What is asked:
Reproduce exactly the line in which "Give the outline of every instance of the leaf" occurs and all the lines after it, ending with the last line.

Task material:
▬▬▬

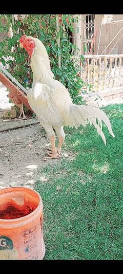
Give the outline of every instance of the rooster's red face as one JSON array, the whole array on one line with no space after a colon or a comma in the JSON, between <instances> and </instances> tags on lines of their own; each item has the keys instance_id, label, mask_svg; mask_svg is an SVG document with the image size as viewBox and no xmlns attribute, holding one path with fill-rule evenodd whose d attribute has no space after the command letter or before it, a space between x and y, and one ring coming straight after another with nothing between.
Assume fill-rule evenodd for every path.
<instances>
[{"instance_id":1,"label":"rooster's red face","mask_svg":"<svg viewBox=\"0 0 123 274\"><path fill-rule=\"evenodd\" d=\"M29 54L29 57L31 57L32 51L35 47L35 42L32 39L25 35L20 38L19 42L19 46L21 48L24 48Z\"/></svg>"}]
</instances>

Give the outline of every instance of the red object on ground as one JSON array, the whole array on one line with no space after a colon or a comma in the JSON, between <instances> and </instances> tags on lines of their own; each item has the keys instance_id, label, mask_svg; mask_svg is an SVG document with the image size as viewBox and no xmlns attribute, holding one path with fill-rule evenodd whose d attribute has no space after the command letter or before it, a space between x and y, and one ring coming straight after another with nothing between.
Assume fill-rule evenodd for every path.
<instances>
[{"instance_id":1,"label":"red object on ground","mask_svg":"<svg viewBox=\"0 0 123 274\"><path fill-rule=\"evenodd\" d=\"M31 108L26 96L24 93L19 89L10 80L6 77L2 72L0 72L0 82L6 87L8 89L13 93L17 98L23 103L32 112L33 112Z\"/></svg>"}]
</instances>

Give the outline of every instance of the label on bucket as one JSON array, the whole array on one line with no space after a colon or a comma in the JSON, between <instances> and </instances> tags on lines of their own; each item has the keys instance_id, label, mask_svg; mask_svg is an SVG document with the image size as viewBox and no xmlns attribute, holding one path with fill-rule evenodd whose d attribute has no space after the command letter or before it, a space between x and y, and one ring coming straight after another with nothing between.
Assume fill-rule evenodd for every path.
<instances>
[{"instance_id":1,"label":"label on bucket","mask_svg":"<svg viewBox=\"0 0 123 274\"><path fill-rule=\"evenodd\" d=\"M31 225L32 225L31 224ZM43 259L45 245L40 220L34 225L29 224L17 229L13 228L11 234L8 229L0 229L0 259L36 260ZM6 231L6 235L5 235Z\"/></svg>"},{"instance_id":2,"label":"label on bucket","mask_svg":"<svg viewBox=\"0 0 123 274\"><path fill-rule=\"evenodd\" d=\"M0 260L16 259L18 253L13 249L13 243L12 240L4 235L0 236Z\"/></svg>"}]
</instances>

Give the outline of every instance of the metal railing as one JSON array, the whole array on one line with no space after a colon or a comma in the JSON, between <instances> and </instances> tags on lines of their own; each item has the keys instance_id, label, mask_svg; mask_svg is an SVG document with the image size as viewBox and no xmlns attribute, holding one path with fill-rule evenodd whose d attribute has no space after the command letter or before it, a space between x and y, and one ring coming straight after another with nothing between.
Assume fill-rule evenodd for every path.
<instances>
[{"instance_id":1,"label":"metal railing","mask_svg":"<svg viewBox=\"0 0 123 274\"><path fill-rule=\"evenodd\" d=\"M123 54L85 55L81 76L91 92L123 87Z\"/></svg>"}]
</instances>

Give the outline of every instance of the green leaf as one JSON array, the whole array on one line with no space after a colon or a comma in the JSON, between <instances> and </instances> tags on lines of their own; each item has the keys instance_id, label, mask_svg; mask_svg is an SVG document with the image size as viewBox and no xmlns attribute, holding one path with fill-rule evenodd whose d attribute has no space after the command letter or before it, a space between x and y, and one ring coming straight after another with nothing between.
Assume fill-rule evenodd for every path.
<instances>
[{"instance_id":1,"label":"green leaf","mask_svg":"<svg viewBox=\"0 0 123 274\"><path fill-rule=\"evenodd\" d=\"M6 62L6 64L9 64L10 63L12 63L12 60L8 60Z\"/></svg>"},{"instance_id":2,"label":"green leaf","mask_svg":"<svg viewBox=\"0 0 123 274\"><path fill-rule=\"evenodd\" d=\"M59 38L60 36L60 32L57 32L57 39L58 39L58 38Z\"/></svg>"},{"instance_id":3,"label":"green leaf","mask_svg":"<svg viewBox=\"0 0 123 274\"><path fill-rule=\"evenodd\" d=\"M46 26L46 24L45 22L42 22L42 25L43 25L43 26L45 26L45 27Z\"/></svg>"},{"instance_id":4,"label":"green leaf","mask_svg":"<svg viewBox=\"0 0 123 274\"><path fill-rule=\"evenodd\" d=\"M3 66L5 66L6 65L6 62L5 62L5 61L4 58L1 58L0 62L1 62L2 63Z\"/></svg>"},{"instance_id":5,"label":"green leaf","mask_svg":"<svg viewBox=\"0 0 123 274\"><path fill-rule=\"evenodd\" d=\"M5 47L5 44L3 42L0 42L0 47L1 48L4 48Z\"/></svg>"}]
</instances>

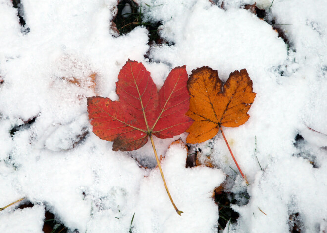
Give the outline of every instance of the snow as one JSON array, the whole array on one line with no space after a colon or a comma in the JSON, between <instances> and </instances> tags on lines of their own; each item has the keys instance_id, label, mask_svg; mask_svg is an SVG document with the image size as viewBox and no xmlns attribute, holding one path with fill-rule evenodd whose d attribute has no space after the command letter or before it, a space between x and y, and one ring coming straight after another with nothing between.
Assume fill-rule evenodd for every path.
<instances>
[{"instance_id":1,"label":"snow","mask_svg":"<svg viewBox=\"0 0 327 233\"><path fill-rule=\"evenodd\" d=\"M240 216L219 232L289 232L295 214L301 232L327 231L327 2L256 1L288 46L243 8L251 0L224 1L224 9L220 0L137 1L143 20L161 23L167 43L148 43L141 26L115 36L116 0L21 0L24 27L11 1L0 0L0 207L22 197L34 205L0 212L0 232L42 232L45 210L69 232L218 232L211 196L224 181ZM251 117L224 131L249 185L234 172L220 132L190 149L201 149L200 160L210 156L214 169L186 168L185 148L168 149L186 133L155 137L179 216L151 144L114 152L92 132L86 97L117 100L115 82L128 59L143 62L158 88L176 66L186 65L189 74L208 66L224 81L247 69L257 93Z\"/></svg>"}]
</instances>

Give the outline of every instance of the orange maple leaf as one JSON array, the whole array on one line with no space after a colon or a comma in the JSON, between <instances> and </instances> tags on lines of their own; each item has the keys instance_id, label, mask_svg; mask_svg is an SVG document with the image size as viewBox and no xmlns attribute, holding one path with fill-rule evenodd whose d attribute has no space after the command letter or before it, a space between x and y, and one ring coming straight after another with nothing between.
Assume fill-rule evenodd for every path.
<instances>
[{"instance_id":1,"label":"orange maple leaf","mask_svg":"<svg viewBox=\"0 0 327 233\"><path fill-rule=\"evenodd\" d=\"M186 130L186 141L203 142L215 136L220 129L225 142L242 176L248 184L229 147L222 126L237 127L244 124L254 101L256 93L246 70L236 71L222 86L217 70L208 66L192 71L187 82L190 92L190 109L186 115L194 122Z\"/></svg>"},{"instance_id":2,"label":"orange maple leaf","mask_svg":"<svg viewBox=\"0 0 327 233\"><path fill-rule=\"evenodd\" d=\"M246 69L234 71L222 87L217 70L208 66L192 71L187 83L190 109L186 115L194 122L186 132L186 141L201 143L215 136L221 126L237 127L250 116L254 101L252 81Z\"/></svg>"}]
</instances>

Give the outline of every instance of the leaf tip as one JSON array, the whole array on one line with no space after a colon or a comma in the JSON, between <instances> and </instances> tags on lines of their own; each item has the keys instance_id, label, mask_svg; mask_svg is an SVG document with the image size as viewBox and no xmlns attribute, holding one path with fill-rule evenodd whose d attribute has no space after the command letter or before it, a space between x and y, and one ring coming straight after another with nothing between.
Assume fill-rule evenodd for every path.
<instances>
[{"instance_id":1,"label":"leaf tip","mask_svg":"<svg viewBox=\"0 0 327 233\"><path fill-rule=\"evenodd\" d=\"M181 210L176 210L176 212L178 214L178 215L179 215L179 216L182 216L182 214L183 213L184 213L184 212L183 212L183 211L182 211Z\"/></svg>"}]
</instances>

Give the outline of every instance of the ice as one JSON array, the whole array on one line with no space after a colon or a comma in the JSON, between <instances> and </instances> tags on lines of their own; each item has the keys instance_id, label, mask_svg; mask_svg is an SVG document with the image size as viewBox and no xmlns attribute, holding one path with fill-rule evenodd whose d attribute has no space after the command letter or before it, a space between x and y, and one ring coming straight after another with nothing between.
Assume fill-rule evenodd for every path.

▬▬▬

Finished task:
Give the outline of every instance of the leaf tip as one JSON array, the whole array on one line with no space after a colon or a comma in the JSON, between <instances> and </instances> tags on lines of their own; each item has the keys instance_id, label, mask_svg; mask_svg is an SVG document with the image size as viewBox and no xmlns attribute, holding one path with fill-rule evenodd whose d attribute has no space after the command letter or before it, a space between x and y, and one ring coming straight after another with nothing between.
Assume fill-rule evenodd for every path.
<instances>
[{"instance_id":1,"label":"leaf tip","mask_svg":"<svg viewBox=\"0 0 327 233\"><path fill-rule=\"evenodd\" d=\"M181 210L176 210L176 212L178 214L178 215L179 215L179 216L182 216L182 214L183 213L184 213L184 212L183 212L183 211L182 211Z\"/></svg>"}]
</instances>

Give the outline of every instance of the ice as one JSON array, the whole array on one line with no space after a colon or a comma in the JSON, between <instances> and </instances> tags on lines of their own; each item has the keys instance_id, label, mask_svg; mask_svg is an SVG document with the image size as viewBox and no xmlns attribute, holding one path with fill-rule evenodd whose d attribute has no space after the command letter or before it, a space between x and y, and one ring coming straight after another with nothing between.
Assume fill-rule evenodd for every path.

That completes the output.